== Your assignment ==
Retype the stretch of rows from the start through the line containing "positive clicks: (553, 608)" exactly as it appears, both ends included.

Data to process below:

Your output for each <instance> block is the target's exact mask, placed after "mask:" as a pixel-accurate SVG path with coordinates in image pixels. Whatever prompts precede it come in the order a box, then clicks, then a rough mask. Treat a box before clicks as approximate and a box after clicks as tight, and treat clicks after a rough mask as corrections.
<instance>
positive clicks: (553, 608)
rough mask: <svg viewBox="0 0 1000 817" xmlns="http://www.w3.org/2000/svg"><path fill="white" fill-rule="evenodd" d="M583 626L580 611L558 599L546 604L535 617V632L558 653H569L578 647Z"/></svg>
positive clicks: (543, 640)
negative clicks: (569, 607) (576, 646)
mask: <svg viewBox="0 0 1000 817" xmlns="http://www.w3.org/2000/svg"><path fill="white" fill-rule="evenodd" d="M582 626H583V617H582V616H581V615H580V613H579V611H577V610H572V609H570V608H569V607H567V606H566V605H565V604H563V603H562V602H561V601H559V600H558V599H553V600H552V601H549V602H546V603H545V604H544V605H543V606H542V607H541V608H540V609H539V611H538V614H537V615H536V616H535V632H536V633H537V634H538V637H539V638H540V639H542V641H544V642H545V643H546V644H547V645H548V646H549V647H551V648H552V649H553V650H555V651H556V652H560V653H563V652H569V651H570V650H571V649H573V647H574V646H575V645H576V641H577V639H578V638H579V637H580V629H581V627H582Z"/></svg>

End of Data to process.

== Answer ==
Your output for each <instance> block is the target's exact mask, placed after "mask:" as a pixel-accurate SVG path with coordinates in image pixels. Whatever prompts precede it come in the order a box, then clicks, then a rough mask. Treat a box before clicks as approximate and a box after clicks as tight, and treat clicks after a rough mask as corrections.
<instance>
positive clicks: (553, 608)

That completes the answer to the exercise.